## Required work
Copy each of the items below word for word, but leave out the pictures.

## Task material
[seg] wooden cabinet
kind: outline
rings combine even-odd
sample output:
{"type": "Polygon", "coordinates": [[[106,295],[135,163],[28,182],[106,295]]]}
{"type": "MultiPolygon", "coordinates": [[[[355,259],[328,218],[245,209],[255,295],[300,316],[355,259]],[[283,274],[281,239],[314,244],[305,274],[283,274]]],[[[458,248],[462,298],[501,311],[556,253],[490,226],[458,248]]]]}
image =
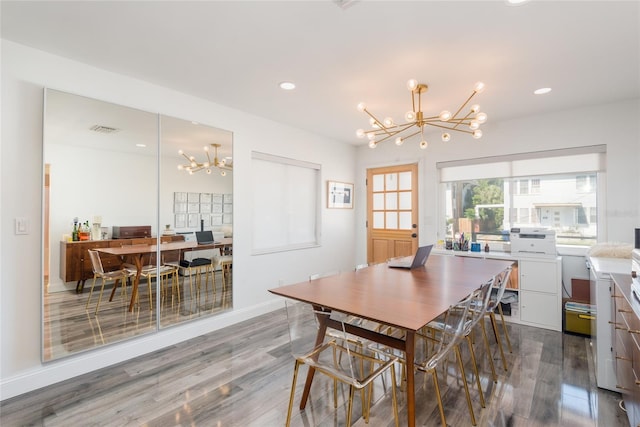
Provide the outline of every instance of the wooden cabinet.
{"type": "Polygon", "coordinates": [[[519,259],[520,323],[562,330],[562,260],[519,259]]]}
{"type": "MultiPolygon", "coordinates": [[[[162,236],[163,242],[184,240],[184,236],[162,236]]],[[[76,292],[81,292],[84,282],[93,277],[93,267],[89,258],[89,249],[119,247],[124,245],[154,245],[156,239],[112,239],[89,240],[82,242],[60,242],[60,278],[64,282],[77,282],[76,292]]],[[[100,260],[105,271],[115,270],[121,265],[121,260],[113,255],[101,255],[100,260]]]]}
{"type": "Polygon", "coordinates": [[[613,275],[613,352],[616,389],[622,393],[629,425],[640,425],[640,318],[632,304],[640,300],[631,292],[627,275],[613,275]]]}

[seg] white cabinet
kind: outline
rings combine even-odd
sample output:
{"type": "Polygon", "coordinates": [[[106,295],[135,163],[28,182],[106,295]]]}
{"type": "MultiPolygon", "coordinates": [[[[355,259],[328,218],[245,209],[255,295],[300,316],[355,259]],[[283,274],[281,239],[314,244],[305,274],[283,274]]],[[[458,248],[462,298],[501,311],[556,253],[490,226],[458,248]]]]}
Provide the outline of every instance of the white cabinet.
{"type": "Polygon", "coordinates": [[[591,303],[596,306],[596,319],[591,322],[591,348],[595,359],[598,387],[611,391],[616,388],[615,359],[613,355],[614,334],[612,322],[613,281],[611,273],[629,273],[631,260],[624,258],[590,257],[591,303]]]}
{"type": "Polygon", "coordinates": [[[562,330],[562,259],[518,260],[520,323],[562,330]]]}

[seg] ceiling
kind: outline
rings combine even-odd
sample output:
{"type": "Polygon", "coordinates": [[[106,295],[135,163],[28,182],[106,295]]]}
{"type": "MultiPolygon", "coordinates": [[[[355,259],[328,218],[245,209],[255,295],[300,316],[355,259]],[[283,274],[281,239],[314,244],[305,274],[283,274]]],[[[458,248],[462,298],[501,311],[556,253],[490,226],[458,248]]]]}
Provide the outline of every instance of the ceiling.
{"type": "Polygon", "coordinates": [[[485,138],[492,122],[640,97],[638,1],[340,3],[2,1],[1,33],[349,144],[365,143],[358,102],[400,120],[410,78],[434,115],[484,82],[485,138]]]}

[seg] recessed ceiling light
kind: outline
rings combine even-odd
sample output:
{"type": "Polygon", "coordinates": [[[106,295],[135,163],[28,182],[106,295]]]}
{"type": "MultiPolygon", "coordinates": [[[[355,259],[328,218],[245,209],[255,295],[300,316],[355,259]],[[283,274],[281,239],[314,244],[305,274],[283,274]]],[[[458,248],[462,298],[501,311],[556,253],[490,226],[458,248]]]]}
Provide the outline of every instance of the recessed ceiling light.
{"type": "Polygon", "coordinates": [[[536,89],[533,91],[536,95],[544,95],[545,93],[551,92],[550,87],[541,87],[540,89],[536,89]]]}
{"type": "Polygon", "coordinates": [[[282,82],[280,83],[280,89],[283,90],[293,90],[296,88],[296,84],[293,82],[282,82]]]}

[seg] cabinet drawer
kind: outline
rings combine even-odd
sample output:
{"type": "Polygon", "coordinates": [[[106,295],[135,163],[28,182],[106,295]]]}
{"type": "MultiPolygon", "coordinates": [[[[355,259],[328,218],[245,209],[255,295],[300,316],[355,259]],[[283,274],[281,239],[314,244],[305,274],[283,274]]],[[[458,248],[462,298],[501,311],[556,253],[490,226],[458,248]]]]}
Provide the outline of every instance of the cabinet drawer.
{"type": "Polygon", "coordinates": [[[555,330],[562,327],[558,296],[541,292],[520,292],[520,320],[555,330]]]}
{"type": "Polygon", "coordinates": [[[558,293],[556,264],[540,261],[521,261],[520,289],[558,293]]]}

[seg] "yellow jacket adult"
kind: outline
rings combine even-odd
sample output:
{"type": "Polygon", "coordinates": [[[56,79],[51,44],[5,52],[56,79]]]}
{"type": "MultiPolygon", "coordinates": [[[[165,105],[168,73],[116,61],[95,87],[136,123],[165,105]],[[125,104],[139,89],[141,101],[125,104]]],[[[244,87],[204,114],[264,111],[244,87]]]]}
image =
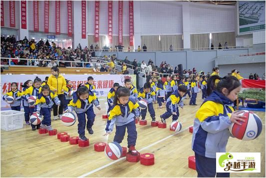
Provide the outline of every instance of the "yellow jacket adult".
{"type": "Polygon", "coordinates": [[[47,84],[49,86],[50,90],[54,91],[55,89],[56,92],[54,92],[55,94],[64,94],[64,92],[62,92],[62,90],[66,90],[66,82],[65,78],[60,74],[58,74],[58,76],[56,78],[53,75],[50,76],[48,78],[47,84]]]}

## Solution for this task
[seg] wooden cabinet
kind: outline
rings combine even-odd
sample output:
{"type": "Polygon", "coordinates": [[[106,295],[135,163],[28,182],[106,295]]]}
{"type": "MultiPolygon", "coordinates": [[[[355,259],[328,218],[245,209],[255,295],[300,316],[355,259]],[[283,274],[281,239],[314,244],[305,274],[283,274]]],[[[458,248],[462,298],[501,311],[556,253],[490,226],[458,248]]]]}
image =
Provide the outline of every instance of the wooden cabinet.
{"type": "Polygon", "coordinates": [[[519,259],[520,323],[562,330],[562,260],[519,259]]]}
{"type": "MultiPolygon", "coordinates": [[[[162,236],[163,242],[184,240],[184,236],[162,236]]],[[[76,292],[81,292],[84,282],[93,277],[93,267],[89,258],[89,249],[119,247],[124,245],[154,245],[156,239],[112,239],[89,240],[82,242],[60,242],[60,278],[64,282],[77,282],[76,292]]],[[[100,260],[105,271],[115,270],[121,265],[121,260],[113,255],[101,255],[100,260]]]]}
{"type": "Polygon", "coordinates": [[[613,275],[613,352],[616,389],[622,393],[629,425],[640,425],[640,318],[632,304],[640,300],[631,292],[627,275],[613,275]]]}

[seg] white cabinet
kind: outline
rings combine even-odd
sample output:
{"type": "Polygon", "coordinates": [[[106,295],[135,163],[28,182],[106,295]]]}
{"type": "MultiPolygon", "coordinates": [[[[355,259],[328,218],[245,209],[255,295],[300,316],[355,259]],[[283,274],[281,239],[314,244],[305,274],[283,274]]],[[[458,248],[462,298],[501,311],[556,253],[490,226],[458,248]]]]}
Provide the outline of every instance of the white cabinet.
{"type": "Polygon", "coordinates": [[[591,303],[596,306],[596,319],[591,322],[591,348],[595,359],[598,387],[611,391],[616,388],[615,359],[613,355],[614,334],[612,322],[613,281],[611,273],[629,273],[631,260],[624,258],[590,257],[591,303]]]}
{"type": "Polygon", "coordinates": [[[562,330],[562,259],[518,260],[520,323],[562,330]]]}

[seg] ceiling
kind: outline
rings combine even-odd
sample output:
{"type": "Polygon", "coordinates": [[[106,295],[135,163],[28,182],[106,295]]]}
{"type": "MultiPolygon", "coordinates": [[[[355,259],[328,218],[245,209],[255,295],[300,316],[355,259]],[[283,274],[281,239],[314,244],[305,274],[283,274]]],[[[458,248],[462,298],[501,311],[556,253],[490,226],[458,248]]]]}
Provide the outline of every instance of the ceiling.
{"type": "Polygon", "coordinates": [[[485,138],[492,122],[640,97],[638,1],[340,3],[2,1],[1,33],[349,144],[365,143],[358,102],[400,120],[410,78],[434,115],[484,82],[485,138]]]}

[seg] recessed ceiling light
kind: outline
rings combine even-odd
sample output:
{"type": "Polygon", "coordinates": [[[106,295],[135,163],[28,182],[106,295]]]}
{"type": "MultiPolygon", "coordinates": [[[[355,259],[328,218],[245,209],[255,295],[300,316],[355,259]],[[283,274],[281,239],[314,244],[305,274],[283,274]]],[[[458,248],[462,298],[501,311],[556,253],[490,226],[458,248]]]]}
Provide the outline of every instance of the recessed ceiling light.
{"type": "Polygon", "coordinates": [[[536,89],[533,91],[536,95],[544,95],[545,93],[551,92],[550,87],[541,87],[540,89],[536,89]]]}
{"type": "Polygon", "coordinates": [[[282,82],[280,83],[280,89],[283,90],[293,90],[296,88],[296,84],[293,82],[282,82]]]}

[seg] cabinet drawer
kind: outline
rings combine even-odd
sample output:
{"type": "Polygon", "coordinates": [[[106,295],[135,163],[28,182],[106,295]]]}
{"type": "MultiPolygon", "coordinates": [[[[355,259],[328,218],[245,209],[255,295],[300,316],[355,259]],[[283,274],[281,239],[314,244],[305,274],[283,274]]],[[[458,248],[462,298],[501,311],[556,253],[490,226],[458,248]]]]}
Provide the outline of every instance of the cabinet drawer.
{"type": "Polygon", "coordinates": [[[555,330],[562,327],[558,296],[541,292],[520,292],[520,320],[555,330]]]}
{"type": "Polygon", "coordinates": [[[558,293],[556,264],[540,261],[521,261],[520,289],[558,293]]]}

[seg] "yellow jacket adult"
kind: outline
rings combine even-odd
sample output:
{"type": "Polygon", "coordinates": [[[56,79],[51,44],[5,52],[56,79]]]}
{"type": "MultiPolygon", "coordinates": [[[[165,105],[168,73],[116,61],[95,87],[136,123],[165,105]],[[125,104],[139,89],[141,101],[125,104]]],[[[244,87],[204,114],[264,111],[244,87]]]]}
image =
Provide the outline of every instance of the "yellow jacket adult".
{"type": "Polygon", "coordinates": [[[47,84],[49,86],[50,90],[54,91],[55,89],[56,92],[54,92],[55,94],[64,94],[64,92],[62,92],[62,90],[66,90],[66,82],[65,78],[60,74],[58,74],[58,76],[56,78],[53,75],[50,76],[48,78],[47,84]]]}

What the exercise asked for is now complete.